> **Provided text**:
There is continuing disagreement over diet, fitness and cholesterol-lowering drugs


August 31, 1993|By Joe Graedon and Dr. Teresa Graedon | Joe Graedon and Dr. Teresa Graedon,Contributing Writers/King Features Syndicate

When it comes to cholesterol you can't win. Doctors disagree, often vehemently, about whom to treat and how to do it.

We thought the controversy was primarily between British cardiologists and their U.S. counterparts.

This was clear in the case of Margaret, who spends half the year in the United States and half in London. Her American doctor wants her on the cholesterol-lowering drug Pravachol because her total cholesterol is 234 and he wants it below 200. But her British physician thinks that strategy is typical American overkill. Her good HDL cholesterol is high (86) and her risk factors are low, and he points out that such medications haven't been proven to prolong life.

Faced with such confusion, Margaret caved in to her American doctor. He was a good salesman for medicine and she decided to "play it safe" and take the Pravachol.

After we told Margaret's story, we heard from Dr. David Pitts, director of the Chattanooga Cardiovascular Risk Prevention Clinic. He pointed out that U.S. doctors are not unanimous about cholesterol treatment; Dr. Pitts agreed with Margaret's British physician that overzealous treatment is inappropriate.

He referred to the current guidelines as stated in the Journal of the American Medical Association for June 16, 1993, which, Dr. Pitts said, "would not endorse treatment for this lady. It sounds like many people are being treated unnecessarily while others who need treatment are left untouched."

> **Given entries**:

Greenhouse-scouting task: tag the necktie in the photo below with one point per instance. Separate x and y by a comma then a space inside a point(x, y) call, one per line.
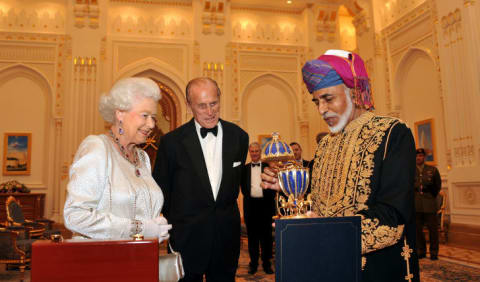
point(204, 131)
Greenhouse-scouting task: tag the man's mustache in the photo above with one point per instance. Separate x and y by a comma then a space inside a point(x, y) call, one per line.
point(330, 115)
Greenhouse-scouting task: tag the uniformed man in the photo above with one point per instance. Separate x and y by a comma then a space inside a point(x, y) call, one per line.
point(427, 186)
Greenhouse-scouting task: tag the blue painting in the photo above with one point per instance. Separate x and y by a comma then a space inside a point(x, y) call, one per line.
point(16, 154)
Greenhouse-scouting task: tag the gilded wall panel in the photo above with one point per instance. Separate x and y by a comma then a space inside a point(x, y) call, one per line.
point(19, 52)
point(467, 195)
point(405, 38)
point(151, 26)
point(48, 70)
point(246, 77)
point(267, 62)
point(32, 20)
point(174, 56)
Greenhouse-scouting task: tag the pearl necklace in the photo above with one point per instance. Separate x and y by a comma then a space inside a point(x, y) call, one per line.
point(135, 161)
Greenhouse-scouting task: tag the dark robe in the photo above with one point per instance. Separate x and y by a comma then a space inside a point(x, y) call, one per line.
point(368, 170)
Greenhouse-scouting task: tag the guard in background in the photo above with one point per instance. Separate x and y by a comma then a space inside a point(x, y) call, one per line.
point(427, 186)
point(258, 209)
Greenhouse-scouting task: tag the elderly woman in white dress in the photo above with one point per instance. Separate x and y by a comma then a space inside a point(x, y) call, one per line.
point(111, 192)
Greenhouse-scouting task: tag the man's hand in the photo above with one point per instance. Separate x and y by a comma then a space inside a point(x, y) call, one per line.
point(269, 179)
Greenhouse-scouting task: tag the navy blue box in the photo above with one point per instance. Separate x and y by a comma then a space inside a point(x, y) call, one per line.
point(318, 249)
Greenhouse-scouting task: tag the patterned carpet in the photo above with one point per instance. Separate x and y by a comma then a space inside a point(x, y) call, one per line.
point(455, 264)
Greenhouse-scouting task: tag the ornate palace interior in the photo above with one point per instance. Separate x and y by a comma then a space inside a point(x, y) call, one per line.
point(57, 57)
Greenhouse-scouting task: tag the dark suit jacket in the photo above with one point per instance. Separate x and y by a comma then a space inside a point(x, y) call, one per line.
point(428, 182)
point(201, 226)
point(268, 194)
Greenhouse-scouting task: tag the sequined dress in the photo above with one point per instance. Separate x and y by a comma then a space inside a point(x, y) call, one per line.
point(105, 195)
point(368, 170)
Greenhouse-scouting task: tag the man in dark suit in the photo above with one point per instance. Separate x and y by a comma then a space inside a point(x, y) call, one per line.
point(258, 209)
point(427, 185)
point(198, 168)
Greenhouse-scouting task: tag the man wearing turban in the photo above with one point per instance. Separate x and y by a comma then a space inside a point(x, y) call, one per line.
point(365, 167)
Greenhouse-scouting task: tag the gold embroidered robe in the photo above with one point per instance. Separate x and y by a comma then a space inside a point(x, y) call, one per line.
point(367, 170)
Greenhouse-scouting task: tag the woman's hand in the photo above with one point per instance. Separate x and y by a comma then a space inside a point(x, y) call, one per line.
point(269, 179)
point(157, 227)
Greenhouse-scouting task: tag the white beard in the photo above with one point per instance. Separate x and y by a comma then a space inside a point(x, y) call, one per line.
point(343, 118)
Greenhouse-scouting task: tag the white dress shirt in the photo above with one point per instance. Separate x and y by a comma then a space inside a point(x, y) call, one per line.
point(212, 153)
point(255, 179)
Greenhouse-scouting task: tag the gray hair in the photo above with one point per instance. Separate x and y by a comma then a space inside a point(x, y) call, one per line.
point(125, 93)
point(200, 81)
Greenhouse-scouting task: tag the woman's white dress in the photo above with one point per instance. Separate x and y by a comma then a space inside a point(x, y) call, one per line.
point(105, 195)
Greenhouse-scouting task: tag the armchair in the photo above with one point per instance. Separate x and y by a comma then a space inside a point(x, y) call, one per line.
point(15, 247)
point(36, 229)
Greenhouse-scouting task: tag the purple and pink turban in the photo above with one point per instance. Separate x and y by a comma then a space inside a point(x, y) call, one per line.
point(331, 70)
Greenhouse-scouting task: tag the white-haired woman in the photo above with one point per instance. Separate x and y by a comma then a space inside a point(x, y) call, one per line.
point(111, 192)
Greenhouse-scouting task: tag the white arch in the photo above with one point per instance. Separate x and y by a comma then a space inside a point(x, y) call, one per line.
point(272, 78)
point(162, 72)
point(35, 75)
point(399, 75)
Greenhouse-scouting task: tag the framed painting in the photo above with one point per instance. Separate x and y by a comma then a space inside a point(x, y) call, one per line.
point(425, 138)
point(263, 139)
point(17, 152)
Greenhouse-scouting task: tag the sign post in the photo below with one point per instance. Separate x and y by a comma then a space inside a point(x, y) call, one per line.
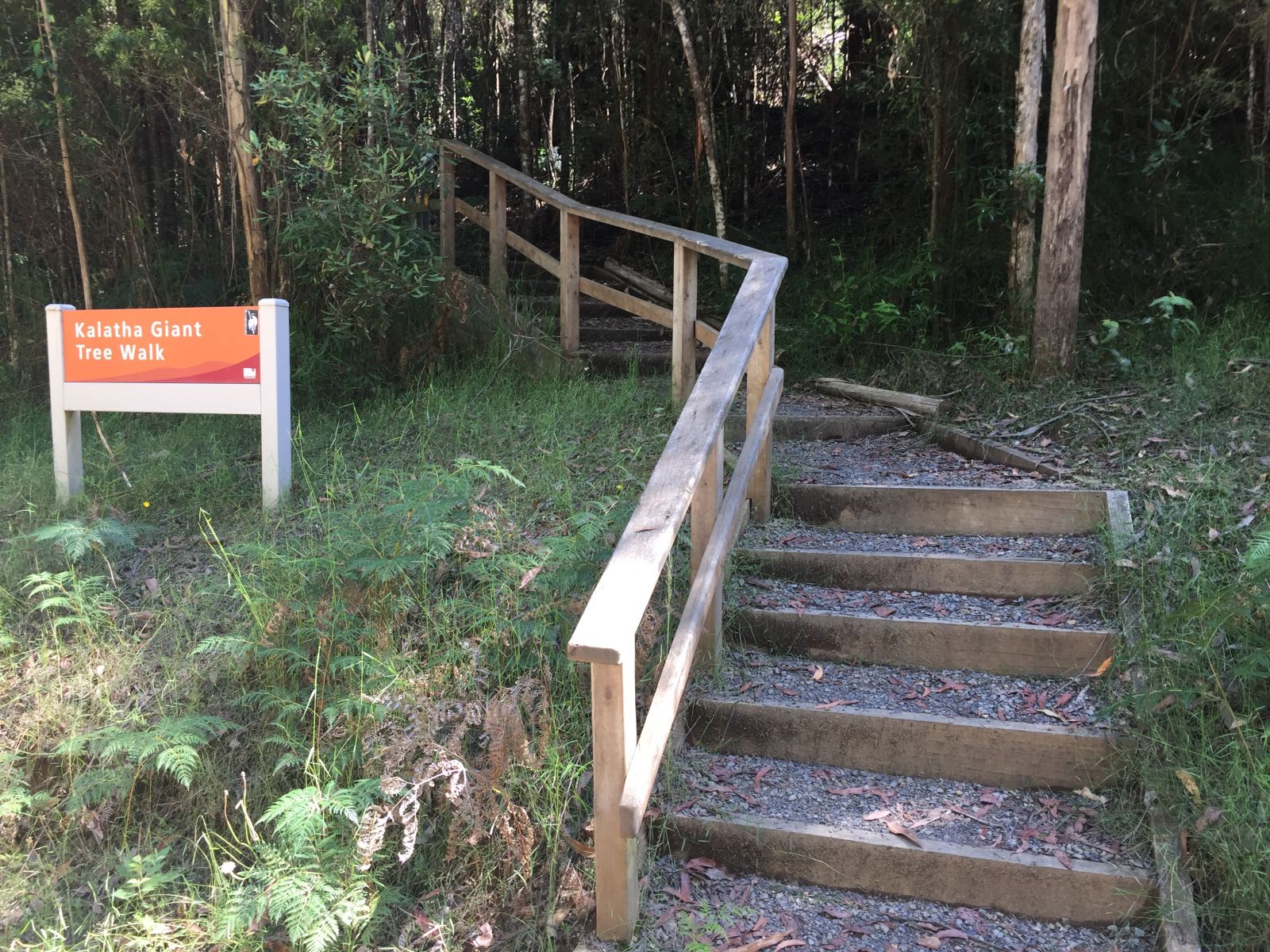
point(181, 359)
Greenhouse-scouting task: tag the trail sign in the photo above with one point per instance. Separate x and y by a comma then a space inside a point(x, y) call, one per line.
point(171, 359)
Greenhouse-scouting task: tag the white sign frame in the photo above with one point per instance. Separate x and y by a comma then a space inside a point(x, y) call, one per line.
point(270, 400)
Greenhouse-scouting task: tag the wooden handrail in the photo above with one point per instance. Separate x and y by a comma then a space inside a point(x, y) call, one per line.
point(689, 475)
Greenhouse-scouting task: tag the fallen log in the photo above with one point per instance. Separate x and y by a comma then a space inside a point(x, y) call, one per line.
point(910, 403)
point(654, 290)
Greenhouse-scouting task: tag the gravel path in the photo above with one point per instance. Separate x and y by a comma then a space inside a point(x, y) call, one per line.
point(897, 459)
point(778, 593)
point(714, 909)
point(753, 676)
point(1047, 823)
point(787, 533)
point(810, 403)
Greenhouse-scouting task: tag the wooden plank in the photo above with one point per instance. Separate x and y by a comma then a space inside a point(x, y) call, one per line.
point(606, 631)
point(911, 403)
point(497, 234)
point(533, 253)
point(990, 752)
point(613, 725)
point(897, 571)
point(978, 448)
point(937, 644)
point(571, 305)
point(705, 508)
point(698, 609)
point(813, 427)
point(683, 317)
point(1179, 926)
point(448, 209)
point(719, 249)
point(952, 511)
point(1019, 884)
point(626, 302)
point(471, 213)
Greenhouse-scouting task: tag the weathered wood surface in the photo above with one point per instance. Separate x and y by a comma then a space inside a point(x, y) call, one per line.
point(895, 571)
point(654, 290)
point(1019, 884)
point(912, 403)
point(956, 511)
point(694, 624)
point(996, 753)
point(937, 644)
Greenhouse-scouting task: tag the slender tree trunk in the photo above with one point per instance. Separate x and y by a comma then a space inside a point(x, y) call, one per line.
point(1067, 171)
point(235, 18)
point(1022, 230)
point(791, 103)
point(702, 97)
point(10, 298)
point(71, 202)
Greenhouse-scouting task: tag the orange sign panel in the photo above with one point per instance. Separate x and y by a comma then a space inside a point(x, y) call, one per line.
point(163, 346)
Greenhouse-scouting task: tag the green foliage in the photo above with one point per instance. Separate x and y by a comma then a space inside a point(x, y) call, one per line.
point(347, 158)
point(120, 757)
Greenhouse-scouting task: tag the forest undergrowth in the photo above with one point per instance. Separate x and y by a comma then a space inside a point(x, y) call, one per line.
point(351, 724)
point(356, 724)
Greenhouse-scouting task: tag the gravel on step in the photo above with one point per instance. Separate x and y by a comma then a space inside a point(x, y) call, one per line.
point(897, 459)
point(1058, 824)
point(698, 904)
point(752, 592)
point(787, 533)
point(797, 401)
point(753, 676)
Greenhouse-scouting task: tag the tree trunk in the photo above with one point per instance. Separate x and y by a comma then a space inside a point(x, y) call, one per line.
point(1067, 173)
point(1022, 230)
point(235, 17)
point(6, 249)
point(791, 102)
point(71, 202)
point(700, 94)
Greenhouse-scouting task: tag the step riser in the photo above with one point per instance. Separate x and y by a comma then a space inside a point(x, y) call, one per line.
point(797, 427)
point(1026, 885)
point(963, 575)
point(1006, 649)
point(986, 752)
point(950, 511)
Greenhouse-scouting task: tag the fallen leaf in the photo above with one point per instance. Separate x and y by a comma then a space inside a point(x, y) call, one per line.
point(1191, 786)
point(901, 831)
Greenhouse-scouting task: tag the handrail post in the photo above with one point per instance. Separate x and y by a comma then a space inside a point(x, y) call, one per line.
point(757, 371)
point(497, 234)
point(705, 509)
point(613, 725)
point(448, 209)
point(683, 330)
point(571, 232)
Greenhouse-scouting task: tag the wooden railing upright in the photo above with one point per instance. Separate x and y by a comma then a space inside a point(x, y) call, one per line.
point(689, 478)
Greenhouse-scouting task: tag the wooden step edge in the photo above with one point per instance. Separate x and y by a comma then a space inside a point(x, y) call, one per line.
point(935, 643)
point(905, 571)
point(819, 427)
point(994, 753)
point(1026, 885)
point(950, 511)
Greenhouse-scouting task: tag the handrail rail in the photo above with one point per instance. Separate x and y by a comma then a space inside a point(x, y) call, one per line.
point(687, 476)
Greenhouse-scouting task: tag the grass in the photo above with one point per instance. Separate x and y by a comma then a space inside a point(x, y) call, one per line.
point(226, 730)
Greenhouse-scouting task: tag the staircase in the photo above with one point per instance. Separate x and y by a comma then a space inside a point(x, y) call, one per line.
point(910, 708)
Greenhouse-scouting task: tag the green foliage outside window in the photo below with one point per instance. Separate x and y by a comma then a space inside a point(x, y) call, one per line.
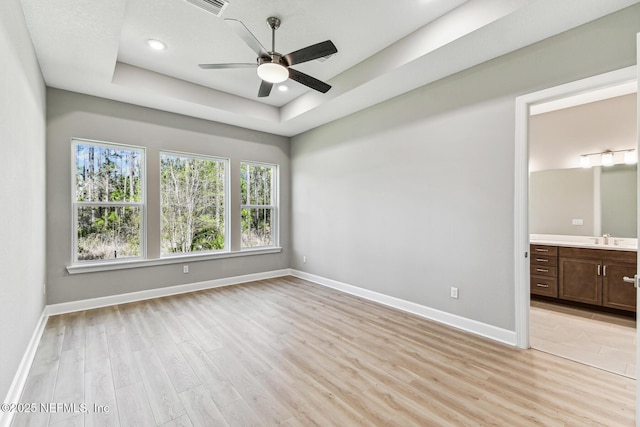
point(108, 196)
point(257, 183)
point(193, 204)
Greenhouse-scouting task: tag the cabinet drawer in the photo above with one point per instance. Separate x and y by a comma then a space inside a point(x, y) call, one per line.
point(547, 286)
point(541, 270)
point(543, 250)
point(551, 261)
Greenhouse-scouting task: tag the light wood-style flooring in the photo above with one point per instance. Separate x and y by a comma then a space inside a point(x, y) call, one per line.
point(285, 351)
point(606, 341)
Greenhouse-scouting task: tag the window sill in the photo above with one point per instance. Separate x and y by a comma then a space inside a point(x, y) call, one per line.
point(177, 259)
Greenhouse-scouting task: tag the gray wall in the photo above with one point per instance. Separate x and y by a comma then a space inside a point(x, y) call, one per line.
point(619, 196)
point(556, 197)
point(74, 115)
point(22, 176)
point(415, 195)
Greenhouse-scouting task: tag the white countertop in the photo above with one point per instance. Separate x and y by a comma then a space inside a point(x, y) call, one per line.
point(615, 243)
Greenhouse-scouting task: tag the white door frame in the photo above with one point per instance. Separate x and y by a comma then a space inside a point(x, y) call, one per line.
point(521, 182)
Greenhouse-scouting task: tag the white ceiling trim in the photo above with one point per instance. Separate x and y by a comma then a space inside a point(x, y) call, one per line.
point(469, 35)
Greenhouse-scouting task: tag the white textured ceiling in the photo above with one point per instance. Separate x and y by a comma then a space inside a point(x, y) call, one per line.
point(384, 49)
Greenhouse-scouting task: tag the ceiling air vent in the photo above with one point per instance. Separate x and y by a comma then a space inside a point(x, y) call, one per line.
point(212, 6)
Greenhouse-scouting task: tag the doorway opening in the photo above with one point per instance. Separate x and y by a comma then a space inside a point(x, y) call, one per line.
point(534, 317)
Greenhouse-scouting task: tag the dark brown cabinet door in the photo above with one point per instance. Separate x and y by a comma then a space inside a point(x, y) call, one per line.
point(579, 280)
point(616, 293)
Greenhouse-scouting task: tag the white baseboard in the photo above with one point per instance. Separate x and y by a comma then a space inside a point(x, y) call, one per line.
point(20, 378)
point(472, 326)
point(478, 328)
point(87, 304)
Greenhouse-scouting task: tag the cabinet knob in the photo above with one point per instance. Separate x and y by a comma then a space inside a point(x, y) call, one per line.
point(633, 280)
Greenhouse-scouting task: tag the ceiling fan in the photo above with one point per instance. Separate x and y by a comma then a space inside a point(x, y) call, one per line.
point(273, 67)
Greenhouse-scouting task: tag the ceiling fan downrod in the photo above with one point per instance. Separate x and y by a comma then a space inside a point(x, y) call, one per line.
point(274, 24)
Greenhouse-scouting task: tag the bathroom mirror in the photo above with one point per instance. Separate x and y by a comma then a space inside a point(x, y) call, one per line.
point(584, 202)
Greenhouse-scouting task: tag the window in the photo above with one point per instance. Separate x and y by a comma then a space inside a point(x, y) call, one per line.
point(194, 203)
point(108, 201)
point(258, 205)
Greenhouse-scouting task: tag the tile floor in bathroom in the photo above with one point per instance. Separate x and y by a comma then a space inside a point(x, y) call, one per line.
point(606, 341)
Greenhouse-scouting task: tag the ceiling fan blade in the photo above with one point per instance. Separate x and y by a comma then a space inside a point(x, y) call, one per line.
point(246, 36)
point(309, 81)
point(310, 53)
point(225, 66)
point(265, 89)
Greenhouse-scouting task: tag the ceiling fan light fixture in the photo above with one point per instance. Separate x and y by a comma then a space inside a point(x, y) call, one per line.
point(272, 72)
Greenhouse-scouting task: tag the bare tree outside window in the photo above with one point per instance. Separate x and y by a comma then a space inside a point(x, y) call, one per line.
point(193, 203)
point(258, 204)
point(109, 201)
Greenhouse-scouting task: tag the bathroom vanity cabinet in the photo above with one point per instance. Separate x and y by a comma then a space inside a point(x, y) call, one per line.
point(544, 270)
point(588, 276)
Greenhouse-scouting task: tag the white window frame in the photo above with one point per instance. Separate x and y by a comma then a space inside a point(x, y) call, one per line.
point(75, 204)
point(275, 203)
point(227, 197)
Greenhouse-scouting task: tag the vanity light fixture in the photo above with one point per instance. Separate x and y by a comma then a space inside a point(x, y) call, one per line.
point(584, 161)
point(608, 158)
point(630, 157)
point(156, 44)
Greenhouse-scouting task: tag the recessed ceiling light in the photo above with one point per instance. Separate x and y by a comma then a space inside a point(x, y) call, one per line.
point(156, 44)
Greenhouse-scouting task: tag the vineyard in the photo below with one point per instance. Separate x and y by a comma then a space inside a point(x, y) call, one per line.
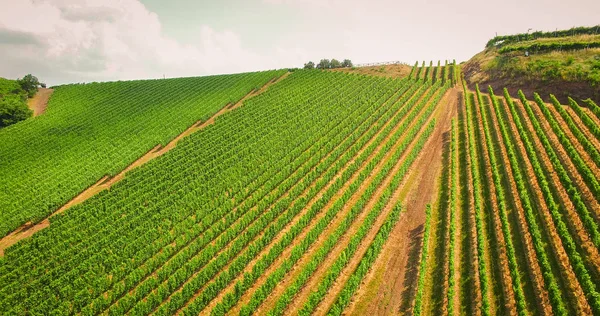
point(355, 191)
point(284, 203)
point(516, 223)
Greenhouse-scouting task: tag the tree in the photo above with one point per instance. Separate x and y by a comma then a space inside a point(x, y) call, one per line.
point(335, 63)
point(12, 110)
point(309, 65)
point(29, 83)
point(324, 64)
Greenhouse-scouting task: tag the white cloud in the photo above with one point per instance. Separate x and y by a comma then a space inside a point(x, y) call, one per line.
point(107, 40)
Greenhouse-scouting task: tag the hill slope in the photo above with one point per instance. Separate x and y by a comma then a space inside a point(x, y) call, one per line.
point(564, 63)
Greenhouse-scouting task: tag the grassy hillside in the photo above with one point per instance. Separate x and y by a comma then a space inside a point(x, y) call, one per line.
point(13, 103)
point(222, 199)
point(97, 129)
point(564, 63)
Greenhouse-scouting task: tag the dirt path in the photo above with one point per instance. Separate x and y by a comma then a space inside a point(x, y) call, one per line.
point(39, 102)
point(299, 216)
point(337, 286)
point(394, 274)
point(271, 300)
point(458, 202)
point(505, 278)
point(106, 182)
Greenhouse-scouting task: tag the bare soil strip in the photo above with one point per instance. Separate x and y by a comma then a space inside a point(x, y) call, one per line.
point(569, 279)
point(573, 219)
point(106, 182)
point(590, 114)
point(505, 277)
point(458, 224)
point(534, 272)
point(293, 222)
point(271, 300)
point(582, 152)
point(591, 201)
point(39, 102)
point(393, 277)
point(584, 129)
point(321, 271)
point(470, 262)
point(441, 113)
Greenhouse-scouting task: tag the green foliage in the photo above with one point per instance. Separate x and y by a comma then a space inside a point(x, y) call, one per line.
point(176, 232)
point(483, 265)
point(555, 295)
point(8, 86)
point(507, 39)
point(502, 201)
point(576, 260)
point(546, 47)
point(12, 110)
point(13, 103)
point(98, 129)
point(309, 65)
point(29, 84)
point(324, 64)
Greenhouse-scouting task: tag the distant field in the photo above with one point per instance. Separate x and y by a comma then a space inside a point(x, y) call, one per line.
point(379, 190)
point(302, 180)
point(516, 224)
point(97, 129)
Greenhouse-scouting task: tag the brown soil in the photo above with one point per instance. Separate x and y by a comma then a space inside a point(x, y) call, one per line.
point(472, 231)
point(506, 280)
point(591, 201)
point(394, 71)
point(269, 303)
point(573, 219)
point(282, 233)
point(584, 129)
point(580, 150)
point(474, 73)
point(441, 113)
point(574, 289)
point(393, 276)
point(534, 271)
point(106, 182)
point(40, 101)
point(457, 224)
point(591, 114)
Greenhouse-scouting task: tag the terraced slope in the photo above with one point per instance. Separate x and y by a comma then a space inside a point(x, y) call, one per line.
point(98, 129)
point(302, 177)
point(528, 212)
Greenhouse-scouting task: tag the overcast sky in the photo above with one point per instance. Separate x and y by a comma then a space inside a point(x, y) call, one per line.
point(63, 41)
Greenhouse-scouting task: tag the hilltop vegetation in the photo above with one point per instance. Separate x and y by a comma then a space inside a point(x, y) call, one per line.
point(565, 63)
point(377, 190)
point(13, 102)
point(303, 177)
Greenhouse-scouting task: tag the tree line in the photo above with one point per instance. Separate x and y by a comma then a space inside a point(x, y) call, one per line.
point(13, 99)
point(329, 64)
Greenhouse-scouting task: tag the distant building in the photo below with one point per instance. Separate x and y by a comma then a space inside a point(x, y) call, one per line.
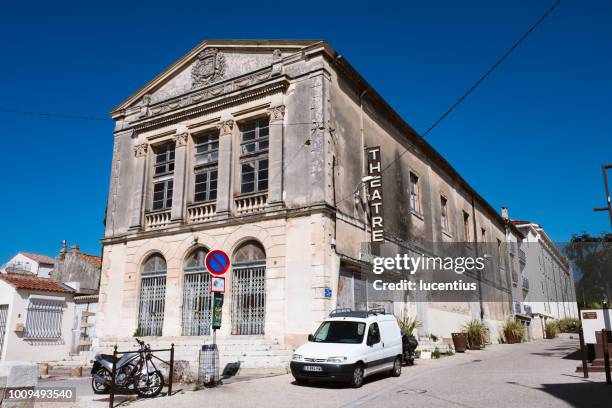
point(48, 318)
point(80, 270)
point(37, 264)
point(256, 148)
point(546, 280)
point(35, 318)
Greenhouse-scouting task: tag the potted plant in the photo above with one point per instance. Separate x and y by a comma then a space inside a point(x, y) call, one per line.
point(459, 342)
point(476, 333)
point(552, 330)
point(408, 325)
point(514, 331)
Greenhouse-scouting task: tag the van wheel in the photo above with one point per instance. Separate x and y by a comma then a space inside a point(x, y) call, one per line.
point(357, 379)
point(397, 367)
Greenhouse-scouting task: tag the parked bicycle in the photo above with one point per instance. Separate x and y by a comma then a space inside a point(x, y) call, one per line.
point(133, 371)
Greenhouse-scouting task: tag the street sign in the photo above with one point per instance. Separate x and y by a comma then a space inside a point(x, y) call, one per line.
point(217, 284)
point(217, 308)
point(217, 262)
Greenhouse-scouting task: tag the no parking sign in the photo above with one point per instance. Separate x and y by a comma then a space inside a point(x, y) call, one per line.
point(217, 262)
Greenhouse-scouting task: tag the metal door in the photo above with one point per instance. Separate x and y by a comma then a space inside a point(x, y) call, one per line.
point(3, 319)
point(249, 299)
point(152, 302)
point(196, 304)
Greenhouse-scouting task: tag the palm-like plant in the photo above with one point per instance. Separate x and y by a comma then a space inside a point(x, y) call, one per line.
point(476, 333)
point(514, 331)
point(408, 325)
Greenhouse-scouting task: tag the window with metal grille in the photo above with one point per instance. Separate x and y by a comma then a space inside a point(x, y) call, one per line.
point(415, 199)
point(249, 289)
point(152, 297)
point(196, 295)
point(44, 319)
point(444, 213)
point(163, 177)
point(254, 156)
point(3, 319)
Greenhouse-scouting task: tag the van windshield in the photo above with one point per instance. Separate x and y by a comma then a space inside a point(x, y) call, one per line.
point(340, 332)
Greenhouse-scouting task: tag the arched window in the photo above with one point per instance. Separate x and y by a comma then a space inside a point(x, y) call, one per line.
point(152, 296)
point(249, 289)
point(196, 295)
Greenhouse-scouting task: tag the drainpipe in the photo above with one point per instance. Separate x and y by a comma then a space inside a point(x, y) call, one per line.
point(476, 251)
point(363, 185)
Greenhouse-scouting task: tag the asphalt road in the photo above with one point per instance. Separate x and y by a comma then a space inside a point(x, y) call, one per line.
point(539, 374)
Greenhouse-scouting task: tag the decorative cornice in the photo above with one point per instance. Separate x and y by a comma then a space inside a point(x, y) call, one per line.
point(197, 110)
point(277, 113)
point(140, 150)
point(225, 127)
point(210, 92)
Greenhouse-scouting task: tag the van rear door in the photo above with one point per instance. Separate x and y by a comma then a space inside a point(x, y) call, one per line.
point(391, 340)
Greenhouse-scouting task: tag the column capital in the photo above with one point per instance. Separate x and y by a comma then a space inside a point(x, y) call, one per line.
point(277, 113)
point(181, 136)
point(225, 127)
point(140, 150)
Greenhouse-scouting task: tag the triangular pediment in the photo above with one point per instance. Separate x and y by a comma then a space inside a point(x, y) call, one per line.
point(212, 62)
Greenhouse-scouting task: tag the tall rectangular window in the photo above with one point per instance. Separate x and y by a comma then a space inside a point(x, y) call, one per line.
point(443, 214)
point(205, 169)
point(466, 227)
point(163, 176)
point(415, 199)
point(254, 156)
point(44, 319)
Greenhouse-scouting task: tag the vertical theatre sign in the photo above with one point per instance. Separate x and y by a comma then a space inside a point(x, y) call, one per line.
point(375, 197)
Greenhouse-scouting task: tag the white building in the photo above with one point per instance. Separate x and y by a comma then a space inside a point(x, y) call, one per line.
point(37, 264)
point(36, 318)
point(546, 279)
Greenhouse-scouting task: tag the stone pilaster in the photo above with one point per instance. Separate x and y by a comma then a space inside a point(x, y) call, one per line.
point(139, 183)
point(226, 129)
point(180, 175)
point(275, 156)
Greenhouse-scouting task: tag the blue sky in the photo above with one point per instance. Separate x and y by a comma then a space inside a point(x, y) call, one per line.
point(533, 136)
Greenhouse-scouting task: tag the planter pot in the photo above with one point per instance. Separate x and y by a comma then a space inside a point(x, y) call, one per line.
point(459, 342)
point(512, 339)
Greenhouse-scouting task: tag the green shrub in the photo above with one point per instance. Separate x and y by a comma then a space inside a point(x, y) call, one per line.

> **Using the information**:
A - In the cholesterol article, revise the passage from "When it comes" up to and including "take the Pravachol.", changing "Pravachol" to "Zocor".
B - Name every person mentioned by name in the cholesterol article.
The records above were taken from a different source than the cholesterol article.

> **Answer section**:
A -
When it comes to cholesterol you can't win. Doctors disagree, often vehemently, about whom to treat and how to do it.

We thought the controversy was primarily between British cardiologists and their U.S. counterparts.

This was clear in the case of Margaret, who spends half the year in the United States and half in London. Her American doctor wants her on the cholesterol-lowering drug Zocor because her total cholesterol is 234 and he wants it below 200. But her British physician thinks that strategy is typical American overkill. Her good HDL cholesterol is high (86) and her risk factors are low, and he points out that such medications haven't been proven to prolong life.

Faced with such confusion, Margaret caved in to her American doctor. He was a good salesman for medicine and she decided to "play it safe" and take the Zocor.

B - Joe Graedon, Teresa Graedon, Margaret, David Pitts